Task to carry out:
Repeat exactly the lines from the line containing "Target: round side table" through the last line of the records below, inclusive, and nothing else.

--- Data records Enclosed Below ---

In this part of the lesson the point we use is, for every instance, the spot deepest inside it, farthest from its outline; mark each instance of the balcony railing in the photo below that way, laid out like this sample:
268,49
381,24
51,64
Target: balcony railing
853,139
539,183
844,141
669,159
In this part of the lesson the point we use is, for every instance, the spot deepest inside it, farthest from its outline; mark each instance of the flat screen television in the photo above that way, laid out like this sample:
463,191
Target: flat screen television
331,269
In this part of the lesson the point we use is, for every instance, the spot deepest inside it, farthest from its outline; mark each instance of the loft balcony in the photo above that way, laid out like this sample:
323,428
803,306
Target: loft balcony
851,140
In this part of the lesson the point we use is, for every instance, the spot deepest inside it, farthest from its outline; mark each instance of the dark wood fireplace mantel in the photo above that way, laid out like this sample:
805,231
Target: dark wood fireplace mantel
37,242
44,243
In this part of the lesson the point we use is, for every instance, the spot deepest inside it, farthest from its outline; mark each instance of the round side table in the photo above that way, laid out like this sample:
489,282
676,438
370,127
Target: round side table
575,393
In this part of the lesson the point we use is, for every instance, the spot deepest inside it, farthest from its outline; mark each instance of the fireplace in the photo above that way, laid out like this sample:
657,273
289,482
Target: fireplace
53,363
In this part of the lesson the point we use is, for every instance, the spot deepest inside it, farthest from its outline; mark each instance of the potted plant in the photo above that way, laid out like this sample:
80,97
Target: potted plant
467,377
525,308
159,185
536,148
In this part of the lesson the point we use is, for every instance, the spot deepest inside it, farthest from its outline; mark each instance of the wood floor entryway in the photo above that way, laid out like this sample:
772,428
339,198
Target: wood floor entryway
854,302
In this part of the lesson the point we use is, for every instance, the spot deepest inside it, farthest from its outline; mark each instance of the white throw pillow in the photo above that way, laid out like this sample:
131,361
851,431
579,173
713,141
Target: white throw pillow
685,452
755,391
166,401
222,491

--- End of Enclosed Data records ---

Task response:
Target: round side table
575,393
In this part of the lesson the point we use is, for every instance, the spot deepest inside it, farthest from its outline; mark each instance of the fireplace in the photo above that way, laid out like this sample:
657,273
289,482
Target: fireplace
53,363
In this part of the lesson the point we use is, for every instance, the spot deepest inside it, farthest from its outline; mark each instance of the potted plant in the photo above that way, laid out like this sample:
80,97
Target: potted plant
467,377
525,308
159,185
536,148
In this part of the lesson the point we use is, for every instance, the spot deepest inside it, farthest from its outline; mark each instance of the wood floor entryway in the photo above that way, laid out like this sample:
772,428
339,198
Target: wood floor entryway
854,302
In this part of the lesson the point we use is, for every instance, the spot deepest inside it, farthest from its outline; mark each instance of the white throw pillow in the photo above that way, laid out like this sample:
131,361
851,431
579,173
713,141
Target: white throw pillow
685,452
755,391
166,401
222,491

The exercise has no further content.